[TESTO ESTRATTO]

- - -

Prefazione alle poesie
Per una affettuosa lettura delle poesie del Premio Simone Lorici
Prof. Elisa Zoppei e Aldo Ridolfi
Ci pare che la maniera più autentica per guardare l’insieme delle poesie premiate al concorso “Simone Lorici” sia quella di aderire ad una lettura affettuosa e amorevole. Dopo le valutazioni critiche espresse a suo tempo dalle Commissioni, mettersi in ascolto, oggi, dell’afflato che quei versi suscitano, costituisce, secondo noi, il modo più semplice ma anche il più riconoscente di rendere onore ai poeti e al concorso. Molte delle poesie del premio, pervenute dalle varie parti d’Italia, rievocano, con toni liricamente idilliaci, la nostalgia e il rimpianto per un’infanzia i cui giochi sfociavano in un trionfo della fantasia e della gioia giovanile, propongono il tema del tempo che fugge portandosi via le luci e i profumi delle stagioni passate, lasciando giorni bruciati dal tempo, ma non per questo meno vivi e profondi. Se mettiamo il cuore in ascolto, ci arriva un coro di voci alternanti, modulate sui grandi sentimenti della vita universalmente condivisi, come accade sempre quando la spiritualità personale e soggettiva è autentica. Altre poesie consegnano alla memoria, stemperato in versi aulici, in alcuni casi altamente lirici, il racconto di amori perduti, di campi assolati, di acque canterine, di giochi e canzoni: drammi e cose belle di “una volta” quando c’erano le favole a chiudere gli occhi dei bambini. Alcune altre ti si fermano negli occhi e nel cuore. Ti fanno magicamente volare nel vento con piedi alati. Sono fatte per dire all’Umanità che esiste il miracolo della parola capace di gettare via la ruggine che corrode la vita. E ce n’è qualcuna dove parole macchiate di sangue narrano ferite di guerre dissennate, mostrando finestre di croci e un senso di smarrimento ci coglie tra fiori di lutto e lacrime silenziose.
Ogni lirica porge sul vassoio di versi limpidi e toccanti la visione di quello che accade dentro e fuori gli uomini. Vi traspirano accenti vibranti e appassionati di poeti e poetesse dal cuore pulsante di giovinezza, che arrivano nel profondo del nostro sentire suscitando sensazioni, emozioni, sogni, visioni di armonia e di bellezza. Insomma, le parole dei poeti ci piacciono: «Fugge il tempo /ombra di un palpito»; ci entusiasmano i loro strani accostamenti: «Frugare orizzonti»; le loro sintassi capovolte: «Non ha voce il respiro». Ci scopriamo ad indugiare su lemmi fatti propri dal poeta ora con la durezza di un corpo a corpo con la parola: «Non lasciarmi morire!»; ora con la delicatezza del più tenero degli amanti: «Lentamente si smemora la luce / smarrita negli anfratti del crepuscolo».

- - -

(Voci di dati memorizzate)
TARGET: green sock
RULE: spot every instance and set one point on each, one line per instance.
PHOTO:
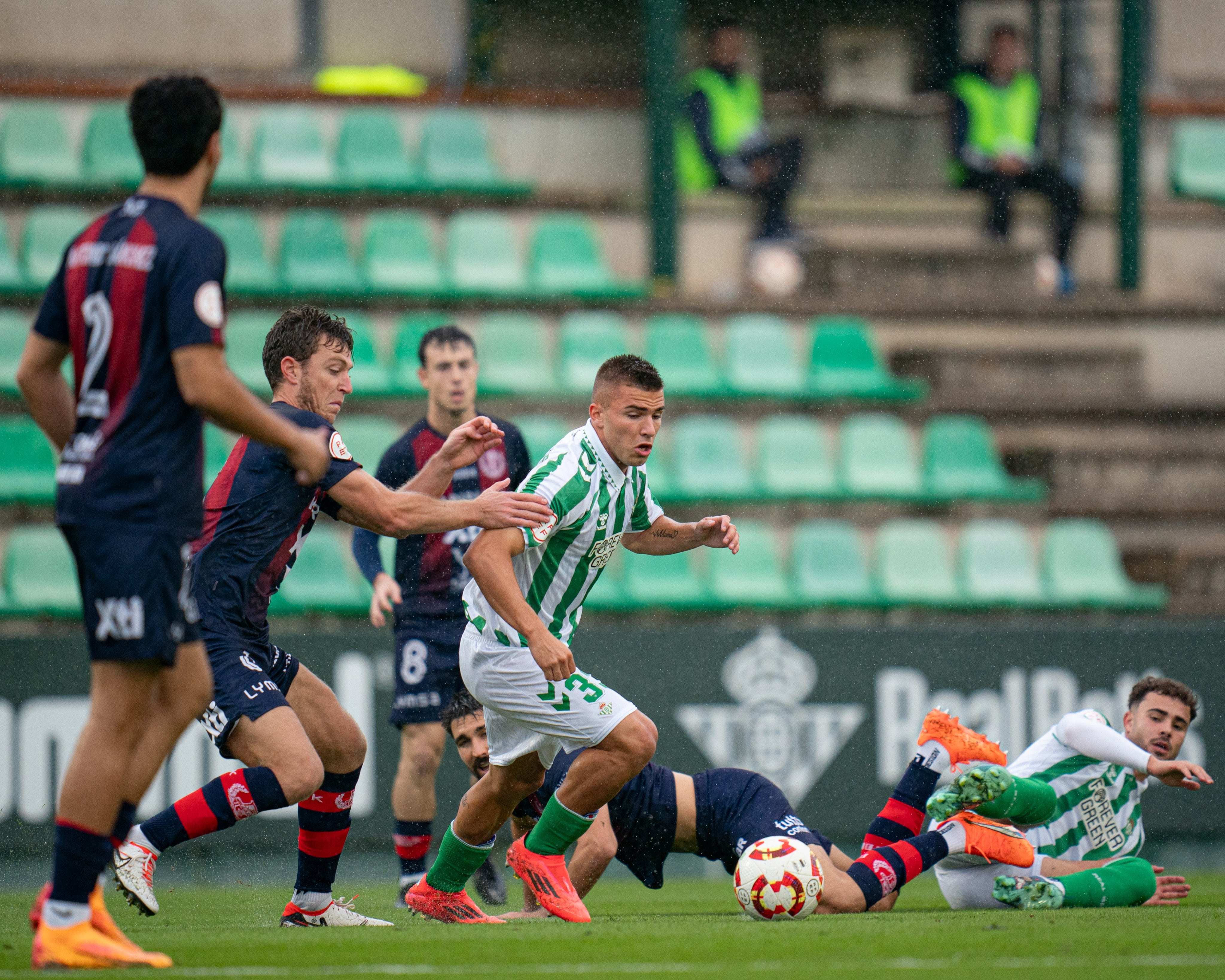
(1129, 881)
(558, 829)
(1027, 801)
(455, 864)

- - -

[ESERCIZIO] Nella prefazione alle poesie del Premio Simone Lorici, quale maniera di guardare l'insieme delle poesie premiate viene ritenuta la più autentica? Rispondi con una frase, per favore.

[COMPITO SVOLTO] La maniera più autentica è aderire a una lettura affettuosa e amorevole.